- **INSTRUCTIONS TO FOLLOW**:
Copy out the line containing "Reviewer note. Check that every instance of the woman's" and each line after it, through the last one in the material, exactly as written.

[Pointing records]
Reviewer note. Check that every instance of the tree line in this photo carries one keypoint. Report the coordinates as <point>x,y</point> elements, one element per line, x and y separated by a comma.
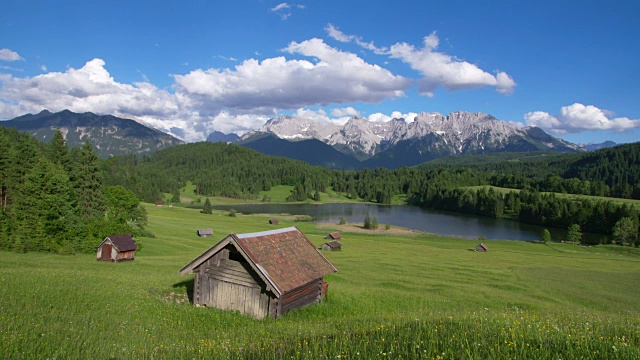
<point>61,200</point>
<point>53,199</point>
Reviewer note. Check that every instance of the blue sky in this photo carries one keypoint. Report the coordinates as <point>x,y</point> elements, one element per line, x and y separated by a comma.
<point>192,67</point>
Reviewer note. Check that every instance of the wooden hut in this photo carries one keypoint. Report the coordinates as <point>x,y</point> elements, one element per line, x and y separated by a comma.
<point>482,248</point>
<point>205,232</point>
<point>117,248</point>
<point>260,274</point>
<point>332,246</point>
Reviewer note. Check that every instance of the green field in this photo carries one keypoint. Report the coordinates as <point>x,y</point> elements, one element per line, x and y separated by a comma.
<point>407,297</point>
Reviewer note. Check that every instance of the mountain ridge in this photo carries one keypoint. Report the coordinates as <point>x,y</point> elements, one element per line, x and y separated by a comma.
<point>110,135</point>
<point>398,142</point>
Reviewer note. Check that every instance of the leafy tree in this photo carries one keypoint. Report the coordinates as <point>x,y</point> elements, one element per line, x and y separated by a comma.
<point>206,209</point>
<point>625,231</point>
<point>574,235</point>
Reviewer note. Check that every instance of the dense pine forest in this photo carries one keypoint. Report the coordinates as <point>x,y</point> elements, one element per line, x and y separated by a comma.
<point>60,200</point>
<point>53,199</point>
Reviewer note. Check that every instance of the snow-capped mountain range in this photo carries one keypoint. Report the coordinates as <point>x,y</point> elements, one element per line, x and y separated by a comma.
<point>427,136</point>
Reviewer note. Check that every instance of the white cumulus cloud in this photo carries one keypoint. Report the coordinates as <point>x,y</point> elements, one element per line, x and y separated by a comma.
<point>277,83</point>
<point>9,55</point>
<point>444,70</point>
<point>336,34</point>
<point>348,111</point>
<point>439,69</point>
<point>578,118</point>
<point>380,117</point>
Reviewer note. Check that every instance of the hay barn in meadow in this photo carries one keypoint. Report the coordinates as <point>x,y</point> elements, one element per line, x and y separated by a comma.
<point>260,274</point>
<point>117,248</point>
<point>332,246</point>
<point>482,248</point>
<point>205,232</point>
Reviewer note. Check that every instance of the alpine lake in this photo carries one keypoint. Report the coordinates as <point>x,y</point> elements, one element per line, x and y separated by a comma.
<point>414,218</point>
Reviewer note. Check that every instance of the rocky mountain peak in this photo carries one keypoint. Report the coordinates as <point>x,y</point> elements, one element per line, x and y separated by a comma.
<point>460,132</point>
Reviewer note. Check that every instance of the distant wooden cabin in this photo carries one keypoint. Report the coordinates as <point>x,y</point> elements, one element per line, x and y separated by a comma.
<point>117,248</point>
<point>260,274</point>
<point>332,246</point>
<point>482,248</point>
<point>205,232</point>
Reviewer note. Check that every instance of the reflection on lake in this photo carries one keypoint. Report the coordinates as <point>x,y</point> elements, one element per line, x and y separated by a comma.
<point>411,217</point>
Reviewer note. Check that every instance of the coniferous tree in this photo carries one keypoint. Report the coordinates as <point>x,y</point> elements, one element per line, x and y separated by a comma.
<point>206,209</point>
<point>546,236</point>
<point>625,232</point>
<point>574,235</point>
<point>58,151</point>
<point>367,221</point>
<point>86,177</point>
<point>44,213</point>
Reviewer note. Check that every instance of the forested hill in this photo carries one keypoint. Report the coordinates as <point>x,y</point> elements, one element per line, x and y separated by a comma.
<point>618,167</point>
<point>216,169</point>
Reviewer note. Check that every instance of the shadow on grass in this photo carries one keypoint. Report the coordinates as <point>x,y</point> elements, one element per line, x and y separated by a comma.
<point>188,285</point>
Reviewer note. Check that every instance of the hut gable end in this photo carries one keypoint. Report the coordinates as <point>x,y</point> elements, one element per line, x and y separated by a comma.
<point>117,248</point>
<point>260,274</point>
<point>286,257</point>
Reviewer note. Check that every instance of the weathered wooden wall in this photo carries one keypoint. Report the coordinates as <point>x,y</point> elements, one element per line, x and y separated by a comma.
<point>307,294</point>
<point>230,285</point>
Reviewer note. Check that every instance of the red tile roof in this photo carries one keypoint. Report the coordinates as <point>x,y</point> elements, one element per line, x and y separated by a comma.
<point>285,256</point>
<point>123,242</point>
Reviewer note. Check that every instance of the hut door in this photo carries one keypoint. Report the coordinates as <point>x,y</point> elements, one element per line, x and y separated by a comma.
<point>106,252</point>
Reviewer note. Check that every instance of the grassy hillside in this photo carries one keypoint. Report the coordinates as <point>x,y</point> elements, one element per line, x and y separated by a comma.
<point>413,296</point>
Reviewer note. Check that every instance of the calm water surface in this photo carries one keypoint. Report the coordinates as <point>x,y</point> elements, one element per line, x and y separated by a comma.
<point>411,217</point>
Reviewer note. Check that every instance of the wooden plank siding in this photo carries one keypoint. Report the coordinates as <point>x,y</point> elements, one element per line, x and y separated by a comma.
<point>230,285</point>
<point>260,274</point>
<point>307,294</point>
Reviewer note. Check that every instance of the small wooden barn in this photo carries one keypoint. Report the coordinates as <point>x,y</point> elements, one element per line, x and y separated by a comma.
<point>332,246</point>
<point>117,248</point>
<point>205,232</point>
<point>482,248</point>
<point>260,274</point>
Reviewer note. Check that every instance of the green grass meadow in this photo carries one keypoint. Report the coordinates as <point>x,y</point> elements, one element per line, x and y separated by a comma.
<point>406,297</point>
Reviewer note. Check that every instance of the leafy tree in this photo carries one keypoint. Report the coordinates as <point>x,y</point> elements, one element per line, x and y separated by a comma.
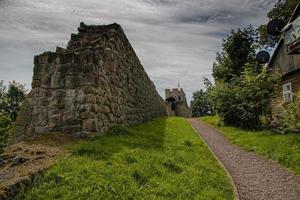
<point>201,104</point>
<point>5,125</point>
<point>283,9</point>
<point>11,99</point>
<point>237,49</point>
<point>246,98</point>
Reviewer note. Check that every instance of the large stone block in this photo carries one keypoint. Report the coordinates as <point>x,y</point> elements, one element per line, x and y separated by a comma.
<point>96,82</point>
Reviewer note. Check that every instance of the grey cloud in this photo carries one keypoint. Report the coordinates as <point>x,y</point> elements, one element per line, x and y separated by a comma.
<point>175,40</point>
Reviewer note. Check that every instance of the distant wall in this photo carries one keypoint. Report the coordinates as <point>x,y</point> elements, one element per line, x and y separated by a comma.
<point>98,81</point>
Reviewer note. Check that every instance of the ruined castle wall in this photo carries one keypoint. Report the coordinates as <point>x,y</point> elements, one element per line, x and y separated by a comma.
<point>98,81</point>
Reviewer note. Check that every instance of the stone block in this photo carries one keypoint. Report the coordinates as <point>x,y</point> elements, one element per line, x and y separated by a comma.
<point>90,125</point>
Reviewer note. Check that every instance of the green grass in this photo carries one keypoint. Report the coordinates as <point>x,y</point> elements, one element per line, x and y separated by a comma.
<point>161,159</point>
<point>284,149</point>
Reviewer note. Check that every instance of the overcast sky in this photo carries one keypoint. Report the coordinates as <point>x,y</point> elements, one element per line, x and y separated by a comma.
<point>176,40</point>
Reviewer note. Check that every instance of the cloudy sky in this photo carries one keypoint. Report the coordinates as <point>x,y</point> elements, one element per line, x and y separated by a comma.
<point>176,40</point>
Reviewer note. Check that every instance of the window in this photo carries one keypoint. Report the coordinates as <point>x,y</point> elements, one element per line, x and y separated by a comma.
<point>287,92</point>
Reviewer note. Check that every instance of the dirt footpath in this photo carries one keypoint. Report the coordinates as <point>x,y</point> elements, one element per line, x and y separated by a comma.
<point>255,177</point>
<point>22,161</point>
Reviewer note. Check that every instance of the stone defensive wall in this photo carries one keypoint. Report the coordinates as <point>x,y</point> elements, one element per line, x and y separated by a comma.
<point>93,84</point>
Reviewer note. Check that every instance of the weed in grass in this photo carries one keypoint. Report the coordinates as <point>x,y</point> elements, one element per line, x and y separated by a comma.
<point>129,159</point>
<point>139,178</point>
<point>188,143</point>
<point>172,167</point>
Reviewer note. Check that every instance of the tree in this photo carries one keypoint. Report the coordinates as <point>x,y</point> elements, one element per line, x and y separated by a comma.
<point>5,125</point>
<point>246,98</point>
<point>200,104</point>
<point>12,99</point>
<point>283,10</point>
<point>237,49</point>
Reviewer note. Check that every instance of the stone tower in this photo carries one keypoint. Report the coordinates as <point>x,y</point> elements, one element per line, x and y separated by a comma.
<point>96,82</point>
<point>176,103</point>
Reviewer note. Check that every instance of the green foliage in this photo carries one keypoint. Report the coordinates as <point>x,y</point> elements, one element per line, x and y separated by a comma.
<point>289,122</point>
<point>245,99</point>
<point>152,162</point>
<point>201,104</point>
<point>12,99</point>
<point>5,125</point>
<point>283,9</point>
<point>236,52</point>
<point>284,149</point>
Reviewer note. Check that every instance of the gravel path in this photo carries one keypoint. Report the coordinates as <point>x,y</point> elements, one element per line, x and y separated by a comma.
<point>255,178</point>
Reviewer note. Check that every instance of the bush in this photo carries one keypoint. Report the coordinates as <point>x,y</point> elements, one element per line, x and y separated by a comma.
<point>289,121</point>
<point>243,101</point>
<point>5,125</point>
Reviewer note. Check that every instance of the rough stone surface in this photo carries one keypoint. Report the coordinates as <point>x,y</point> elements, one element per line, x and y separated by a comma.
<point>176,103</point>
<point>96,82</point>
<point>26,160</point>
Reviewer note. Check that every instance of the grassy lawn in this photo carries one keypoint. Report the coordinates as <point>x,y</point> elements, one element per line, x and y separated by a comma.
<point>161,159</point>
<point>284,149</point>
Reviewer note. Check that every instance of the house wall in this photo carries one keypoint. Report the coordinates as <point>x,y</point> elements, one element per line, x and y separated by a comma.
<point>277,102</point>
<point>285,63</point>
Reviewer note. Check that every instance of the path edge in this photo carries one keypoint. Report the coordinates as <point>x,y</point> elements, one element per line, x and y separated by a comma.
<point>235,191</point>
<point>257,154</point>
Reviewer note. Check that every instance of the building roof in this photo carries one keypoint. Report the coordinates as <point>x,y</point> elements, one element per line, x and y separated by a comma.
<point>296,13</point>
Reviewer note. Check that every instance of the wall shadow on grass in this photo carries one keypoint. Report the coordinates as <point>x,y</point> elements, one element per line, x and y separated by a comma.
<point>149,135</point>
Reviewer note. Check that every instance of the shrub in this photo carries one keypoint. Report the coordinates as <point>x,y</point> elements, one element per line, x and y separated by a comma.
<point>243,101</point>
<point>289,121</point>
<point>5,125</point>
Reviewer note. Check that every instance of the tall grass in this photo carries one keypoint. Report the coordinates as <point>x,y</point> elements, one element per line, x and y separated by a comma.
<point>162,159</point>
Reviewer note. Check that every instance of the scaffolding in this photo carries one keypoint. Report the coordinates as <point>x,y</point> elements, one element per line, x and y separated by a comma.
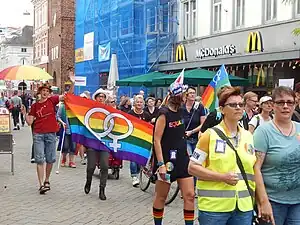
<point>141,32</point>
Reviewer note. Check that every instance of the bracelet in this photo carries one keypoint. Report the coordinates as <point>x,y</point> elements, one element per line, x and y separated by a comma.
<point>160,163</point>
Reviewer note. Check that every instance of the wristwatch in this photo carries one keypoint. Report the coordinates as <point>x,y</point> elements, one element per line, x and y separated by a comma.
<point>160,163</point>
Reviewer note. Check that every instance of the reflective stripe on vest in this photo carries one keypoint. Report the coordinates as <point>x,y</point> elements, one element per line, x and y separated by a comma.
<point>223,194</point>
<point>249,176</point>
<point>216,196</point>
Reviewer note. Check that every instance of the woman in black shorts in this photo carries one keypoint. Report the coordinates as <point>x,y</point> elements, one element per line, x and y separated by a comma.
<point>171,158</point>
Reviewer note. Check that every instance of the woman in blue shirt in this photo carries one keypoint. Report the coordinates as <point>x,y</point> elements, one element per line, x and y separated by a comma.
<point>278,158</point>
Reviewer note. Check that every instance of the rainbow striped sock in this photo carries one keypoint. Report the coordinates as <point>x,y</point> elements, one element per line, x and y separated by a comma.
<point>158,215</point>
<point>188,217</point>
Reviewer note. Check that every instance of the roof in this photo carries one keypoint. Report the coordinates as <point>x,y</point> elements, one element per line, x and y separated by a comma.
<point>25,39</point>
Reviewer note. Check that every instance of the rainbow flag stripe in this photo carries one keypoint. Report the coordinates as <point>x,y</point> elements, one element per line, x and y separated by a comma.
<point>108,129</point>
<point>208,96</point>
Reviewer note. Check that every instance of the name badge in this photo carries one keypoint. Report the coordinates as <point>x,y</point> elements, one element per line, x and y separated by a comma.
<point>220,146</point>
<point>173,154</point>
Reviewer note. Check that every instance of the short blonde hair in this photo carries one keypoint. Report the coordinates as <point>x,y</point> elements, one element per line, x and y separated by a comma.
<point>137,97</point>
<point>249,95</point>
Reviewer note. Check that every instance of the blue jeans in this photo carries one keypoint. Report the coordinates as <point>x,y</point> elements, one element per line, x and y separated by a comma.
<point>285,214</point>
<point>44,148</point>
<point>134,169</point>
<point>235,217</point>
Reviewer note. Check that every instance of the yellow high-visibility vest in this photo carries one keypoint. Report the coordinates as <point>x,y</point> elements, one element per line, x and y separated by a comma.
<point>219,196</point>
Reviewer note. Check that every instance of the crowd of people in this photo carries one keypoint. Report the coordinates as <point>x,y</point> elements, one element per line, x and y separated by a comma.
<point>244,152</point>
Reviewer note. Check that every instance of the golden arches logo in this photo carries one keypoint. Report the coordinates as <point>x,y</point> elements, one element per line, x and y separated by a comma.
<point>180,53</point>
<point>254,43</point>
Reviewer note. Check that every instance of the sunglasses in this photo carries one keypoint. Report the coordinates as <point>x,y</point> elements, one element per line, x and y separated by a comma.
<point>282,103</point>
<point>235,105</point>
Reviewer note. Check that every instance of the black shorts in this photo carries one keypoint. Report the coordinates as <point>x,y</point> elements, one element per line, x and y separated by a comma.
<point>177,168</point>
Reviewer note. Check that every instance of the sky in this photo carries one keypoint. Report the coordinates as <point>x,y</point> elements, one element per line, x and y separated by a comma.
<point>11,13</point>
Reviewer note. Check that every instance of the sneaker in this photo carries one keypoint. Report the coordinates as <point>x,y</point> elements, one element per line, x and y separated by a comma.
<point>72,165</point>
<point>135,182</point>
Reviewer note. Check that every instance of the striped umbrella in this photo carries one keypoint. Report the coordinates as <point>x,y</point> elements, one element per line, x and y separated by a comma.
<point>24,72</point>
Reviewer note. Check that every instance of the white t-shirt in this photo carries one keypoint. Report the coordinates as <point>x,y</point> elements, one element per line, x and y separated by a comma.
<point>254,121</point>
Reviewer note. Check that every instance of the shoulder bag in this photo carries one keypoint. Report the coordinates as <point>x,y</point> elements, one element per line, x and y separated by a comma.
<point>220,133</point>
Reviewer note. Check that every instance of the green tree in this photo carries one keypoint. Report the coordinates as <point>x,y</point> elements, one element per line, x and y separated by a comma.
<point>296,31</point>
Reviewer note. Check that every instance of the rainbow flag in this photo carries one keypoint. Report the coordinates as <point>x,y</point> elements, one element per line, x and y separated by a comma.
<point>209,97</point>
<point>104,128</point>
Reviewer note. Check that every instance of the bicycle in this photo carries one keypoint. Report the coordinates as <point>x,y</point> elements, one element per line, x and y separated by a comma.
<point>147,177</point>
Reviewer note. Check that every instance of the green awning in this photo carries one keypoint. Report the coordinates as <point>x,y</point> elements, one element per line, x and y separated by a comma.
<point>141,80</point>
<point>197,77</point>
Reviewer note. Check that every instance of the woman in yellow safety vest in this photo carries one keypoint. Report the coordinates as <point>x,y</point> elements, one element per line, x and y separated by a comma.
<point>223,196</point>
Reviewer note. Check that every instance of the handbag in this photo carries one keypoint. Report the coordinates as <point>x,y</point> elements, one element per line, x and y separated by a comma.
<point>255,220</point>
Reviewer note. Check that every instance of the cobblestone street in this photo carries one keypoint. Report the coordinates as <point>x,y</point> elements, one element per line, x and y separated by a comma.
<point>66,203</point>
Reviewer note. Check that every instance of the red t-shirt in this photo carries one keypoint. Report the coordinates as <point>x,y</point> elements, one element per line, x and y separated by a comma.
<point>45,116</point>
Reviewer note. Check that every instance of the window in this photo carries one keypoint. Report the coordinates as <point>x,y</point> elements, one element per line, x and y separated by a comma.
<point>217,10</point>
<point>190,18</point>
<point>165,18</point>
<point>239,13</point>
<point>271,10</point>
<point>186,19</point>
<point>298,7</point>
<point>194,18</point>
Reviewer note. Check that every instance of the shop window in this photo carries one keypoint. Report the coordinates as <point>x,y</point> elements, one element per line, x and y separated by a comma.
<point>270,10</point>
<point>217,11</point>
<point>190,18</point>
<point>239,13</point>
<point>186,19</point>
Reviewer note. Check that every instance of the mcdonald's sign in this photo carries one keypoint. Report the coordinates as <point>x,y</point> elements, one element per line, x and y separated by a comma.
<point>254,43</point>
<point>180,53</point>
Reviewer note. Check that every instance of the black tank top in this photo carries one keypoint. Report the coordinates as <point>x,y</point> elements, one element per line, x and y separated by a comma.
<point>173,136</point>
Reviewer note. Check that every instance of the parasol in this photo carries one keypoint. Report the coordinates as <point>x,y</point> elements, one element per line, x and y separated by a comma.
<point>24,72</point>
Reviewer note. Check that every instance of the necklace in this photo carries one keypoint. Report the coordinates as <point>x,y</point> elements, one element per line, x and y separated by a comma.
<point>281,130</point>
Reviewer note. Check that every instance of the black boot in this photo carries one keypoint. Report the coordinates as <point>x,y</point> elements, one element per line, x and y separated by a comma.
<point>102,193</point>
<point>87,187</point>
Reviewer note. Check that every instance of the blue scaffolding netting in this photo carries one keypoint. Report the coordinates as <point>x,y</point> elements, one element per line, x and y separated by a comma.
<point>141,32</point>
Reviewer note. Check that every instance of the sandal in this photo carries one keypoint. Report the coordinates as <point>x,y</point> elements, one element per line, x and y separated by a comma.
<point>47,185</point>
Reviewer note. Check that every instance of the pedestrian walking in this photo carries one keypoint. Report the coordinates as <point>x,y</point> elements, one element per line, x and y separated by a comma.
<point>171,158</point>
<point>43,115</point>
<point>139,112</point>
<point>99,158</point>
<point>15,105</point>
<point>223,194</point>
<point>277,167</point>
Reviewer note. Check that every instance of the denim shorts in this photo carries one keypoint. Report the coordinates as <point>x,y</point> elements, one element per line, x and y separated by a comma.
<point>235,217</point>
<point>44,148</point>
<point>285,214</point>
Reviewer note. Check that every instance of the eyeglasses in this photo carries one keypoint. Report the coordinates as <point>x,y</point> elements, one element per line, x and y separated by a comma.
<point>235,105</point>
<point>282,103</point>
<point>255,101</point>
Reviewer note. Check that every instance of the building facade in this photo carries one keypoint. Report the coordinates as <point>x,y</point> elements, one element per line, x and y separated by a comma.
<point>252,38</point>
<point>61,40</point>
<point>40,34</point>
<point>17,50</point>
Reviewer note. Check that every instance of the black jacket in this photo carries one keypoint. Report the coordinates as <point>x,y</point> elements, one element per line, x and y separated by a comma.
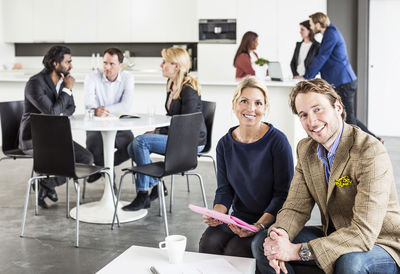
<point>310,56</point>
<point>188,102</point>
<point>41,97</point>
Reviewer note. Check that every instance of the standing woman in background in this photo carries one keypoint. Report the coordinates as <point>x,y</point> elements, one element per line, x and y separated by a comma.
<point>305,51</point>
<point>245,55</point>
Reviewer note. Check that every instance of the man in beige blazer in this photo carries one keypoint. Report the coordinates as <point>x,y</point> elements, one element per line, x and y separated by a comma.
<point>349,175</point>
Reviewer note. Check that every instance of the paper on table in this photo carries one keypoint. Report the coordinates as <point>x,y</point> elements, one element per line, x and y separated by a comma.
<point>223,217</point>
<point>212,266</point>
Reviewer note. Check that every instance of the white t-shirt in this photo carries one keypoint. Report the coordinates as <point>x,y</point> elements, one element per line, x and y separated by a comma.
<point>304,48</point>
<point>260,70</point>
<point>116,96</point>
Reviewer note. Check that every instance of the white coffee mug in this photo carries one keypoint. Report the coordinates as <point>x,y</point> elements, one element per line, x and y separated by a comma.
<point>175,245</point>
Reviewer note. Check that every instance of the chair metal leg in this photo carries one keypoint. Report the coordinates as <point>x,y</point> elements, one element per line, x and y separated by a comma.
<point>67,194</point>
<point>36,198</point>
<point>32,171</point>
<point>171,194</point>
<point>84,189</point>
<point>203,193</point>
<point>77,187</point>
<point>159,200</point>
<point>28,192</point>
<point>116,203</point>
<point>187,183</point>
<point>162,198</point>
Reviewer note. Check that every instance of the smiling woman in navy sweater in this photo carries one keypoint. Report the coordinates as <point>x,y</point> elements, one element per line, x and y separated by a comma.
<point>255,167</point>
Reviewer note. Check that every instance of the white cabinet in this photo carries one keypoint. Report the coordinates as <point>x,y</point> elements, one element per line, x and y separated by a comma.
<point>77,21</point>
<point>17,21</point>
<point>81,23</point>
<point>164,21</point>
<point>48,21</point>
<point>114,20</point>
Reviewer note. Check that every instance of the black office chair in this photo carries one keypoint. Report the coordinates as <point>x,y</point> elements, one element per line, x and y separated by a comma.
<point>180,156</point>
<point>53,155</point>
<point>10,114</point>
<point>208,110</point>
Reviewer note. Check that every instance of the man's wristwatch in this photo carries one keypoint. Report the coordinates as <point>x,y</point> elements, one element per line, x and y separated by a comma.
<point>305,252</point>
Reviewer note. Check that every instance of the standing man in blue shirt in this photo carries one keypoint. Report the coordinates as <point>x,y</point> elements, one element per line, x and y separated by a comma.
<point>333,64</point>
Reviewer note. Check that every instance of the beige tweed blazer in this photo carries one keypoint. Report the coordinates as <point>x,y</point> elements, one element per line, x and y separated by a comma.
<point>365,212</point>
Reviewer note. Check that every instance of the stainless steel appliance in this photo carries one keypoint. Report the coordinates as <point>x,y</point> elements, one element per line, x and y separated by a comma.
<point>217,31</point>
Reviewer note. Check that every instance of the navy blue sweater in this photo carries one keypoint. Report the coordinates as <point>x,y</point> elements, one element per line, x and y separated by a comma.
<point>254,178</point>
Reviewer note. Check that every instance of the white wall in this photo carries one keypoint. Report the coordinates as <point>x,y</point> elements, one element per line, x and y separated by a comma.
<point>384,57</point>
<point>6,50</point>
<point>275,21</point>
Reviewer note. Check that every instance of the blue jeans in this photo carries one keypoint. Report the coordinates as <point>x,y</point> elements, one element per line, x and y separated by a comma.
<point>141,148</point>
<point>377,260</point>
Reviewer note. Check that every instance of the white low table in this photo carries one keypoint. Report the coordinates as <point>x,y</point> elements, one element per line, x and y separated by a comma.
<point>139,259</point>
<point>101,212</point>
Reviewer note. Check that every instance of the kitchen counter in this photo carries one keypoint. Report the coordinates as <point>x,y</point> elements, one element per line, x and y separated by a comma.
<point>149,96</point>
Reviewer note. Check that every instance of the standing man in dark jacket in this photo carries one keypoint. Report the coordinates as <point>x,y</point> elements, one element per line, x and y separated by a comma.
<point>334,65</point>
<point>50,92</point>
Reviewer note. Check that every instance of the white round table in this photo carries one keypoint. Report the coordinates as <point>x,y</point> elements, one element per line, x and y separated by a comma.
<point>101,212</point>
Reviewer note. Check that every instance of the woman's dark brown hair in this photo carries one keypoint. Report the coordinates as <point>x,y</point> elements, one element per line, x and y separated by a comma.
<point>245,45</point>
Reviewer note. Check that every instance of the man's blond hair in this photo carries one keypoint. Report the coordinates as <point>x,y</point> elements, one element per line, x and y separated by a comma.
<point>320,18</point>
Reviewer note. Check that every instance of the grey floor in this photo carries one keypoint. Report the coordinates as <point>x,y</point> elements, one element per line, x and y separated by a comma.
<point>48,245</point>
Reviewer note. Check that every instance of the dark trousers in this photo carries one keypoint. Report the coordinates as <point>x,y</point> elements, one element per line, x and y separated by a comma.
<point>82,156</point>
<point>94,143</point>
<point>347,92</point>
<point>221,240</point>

- **EXPECTED ANSWER**:
Reviewer note. Check that every instance of the woman's dark brown hair in this photo carries one keypoint. Report the coordinates as <point>x,y</point> elements, one element per line, x and y separated by a comma.
<point>245,45</point>
Reviewer note. Check that every instance of the man's blond hair in this photo carries one keypoint. Report the coordinates as <point>x,y</point> elements, one element per line, x and y separated by a comma.
<point>320,18</point>
Reviewer note. Check that every instance of the grey floor in this photo carries one keypoint. Report the coordinates as <point>x,y</point> elements, one element per line, x and y separated by a comma.
<point>48,245</point>
Reviewer note. Check that every instance of the dark trousers in this photo carries one keypoint. Report the coordinates as <point>x,y</point> elements, one element per line, x and y separated by a comma.
<point>82,156</point>
<point>94,143</point>
<point>347,92</point>
<point>221,240</point>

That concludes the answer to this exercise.